### Stated exercise
Using the records below, copy out exactly the line that contains "Task: tag the wet" and every line that follows it, up to and including the last, and no others.

### Data for this task
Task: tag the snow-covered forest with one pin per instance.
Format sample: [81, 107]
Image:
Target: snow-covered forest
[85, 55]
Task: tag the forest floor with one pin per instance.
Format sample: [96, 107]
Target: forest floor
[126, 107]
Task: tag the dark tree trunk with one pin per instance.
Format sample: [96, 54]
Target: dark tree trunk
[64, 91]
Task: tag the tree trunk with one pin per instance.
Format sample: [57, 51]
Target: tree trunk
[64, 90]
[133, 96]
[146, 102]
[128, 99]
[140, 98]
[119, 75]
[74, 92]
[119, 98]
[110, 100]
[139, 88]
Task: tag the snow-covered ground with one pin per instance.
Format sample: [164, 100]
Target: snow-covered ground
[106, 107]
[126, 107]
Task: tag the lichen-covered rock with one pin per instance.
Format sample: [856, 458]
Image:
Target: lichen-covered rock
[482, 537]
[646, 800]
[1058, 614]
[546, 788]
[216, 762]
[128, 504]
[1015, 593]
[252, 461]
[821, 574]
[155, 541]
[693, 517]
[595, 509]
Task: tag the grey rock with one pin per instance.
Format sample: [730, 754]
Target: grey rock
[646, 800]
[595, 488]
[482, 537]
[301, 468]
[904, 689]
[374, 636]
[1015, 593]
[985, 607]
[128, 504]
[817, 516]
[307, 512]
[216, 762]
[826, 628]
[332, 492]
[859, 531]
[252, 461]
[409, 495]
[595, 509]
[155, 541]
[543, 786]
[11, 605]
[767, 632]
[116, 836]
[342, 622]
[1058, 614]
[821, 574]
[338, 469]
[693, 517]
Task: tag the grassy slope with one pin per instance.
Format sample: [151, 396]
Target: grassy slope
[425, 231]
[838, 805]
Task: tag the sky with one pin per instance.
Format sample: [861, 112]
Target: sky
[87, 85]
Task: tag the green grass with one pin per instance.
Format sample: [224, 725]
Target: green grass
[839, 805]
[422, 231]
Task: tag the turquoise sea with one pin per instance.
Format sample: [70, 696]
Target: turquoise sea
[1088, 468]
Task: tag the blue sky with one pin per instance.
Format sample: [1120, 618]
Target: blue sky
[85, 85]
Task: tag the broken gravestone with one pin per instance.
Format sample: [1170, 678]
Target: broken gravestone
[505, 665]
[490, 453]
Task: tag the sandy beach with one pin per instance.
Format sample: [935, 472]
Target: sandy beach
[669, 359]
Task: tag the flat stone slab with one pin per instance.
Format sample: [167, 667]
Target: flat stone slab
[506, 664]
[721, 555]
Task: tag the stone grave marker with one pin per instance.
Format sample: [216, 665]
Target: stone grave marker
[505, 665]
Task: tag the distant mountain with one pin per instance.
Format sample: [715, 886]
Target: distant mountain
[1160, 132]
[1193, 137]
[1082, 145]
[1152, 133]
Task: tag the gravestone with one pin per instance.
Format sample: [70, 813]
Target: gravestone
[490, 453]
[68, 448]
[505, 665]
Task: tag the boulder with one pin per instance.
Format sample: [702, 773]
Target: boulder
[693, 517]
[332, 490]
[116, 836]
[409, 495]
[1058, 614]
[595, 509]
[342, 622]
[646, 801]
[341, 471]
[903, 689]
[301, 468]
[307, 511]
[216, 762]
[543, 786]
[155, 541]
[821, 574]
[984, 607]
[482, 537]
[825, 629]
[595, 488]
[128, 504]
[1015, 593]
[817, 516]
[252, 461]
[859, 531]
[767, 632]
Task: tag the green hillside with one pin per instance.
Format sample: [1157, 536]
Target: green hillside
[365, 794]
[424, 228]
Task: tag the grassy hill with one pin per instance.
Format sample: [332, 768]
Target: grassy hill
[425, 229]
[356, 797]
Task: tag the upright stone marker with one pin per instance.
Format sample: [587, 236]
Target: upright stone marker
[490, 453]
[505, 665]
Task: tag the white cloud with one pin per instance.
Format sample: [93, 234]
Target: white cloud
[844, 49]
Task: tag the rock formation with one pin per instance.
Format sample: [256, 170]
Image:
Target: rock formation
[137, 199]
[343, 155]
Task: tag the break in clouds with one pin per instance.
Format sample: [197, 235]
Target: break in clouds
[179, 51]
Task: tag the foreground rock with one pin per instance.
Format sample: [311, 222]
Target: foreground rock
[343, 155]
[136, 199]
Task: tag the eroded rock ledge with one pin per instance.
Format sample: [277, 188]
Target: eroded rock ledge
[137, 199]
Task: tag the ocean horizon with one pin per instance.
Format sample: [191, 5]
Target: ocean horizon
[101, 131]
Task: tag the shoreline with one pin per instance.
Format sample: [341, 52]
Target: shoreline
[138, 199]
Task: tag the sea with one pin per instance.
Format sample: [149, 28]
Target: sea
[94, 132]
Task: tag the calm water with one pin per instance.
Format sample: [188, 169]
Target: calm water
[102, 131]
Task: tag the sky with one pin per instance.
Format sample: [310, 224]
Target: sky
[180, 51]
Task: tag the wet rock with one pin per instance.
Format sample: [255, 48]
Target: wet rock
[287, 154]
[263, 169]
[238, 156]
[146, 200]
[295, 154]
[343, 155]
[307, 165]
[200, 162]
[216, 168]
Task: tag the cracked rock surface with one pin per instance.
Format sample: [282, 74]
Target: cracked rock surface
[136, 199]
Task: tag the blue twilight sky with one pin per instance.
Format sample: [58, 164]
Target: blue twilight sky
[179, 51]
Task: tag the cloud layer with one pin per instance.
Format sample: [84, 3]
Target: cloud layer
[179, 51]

### Worked answer
Task: tag the wet rock with one pin per instance.
Format sample: [255, 48]
Target: wet rock
[287, 154]
[263, 169]
[238, 156]
[146, 200]
[295, 154]
[343, 155]
[307, 165]
[200, 162]
[216, 168]
Task: tag the cracked rock surface with one pin per instance.
Format sample: [282, 74]
Target: cracked rock surface
[136, 199]
Task: tag the blue twilight sky with one pin per instance.
Format sample: [58, 164]
Target: blue twilight sky
[179, 51]
Task: tag the cloud layer with one pin per instance.
Format sample: [84, 3]
Target: cloud layer
[179, 51]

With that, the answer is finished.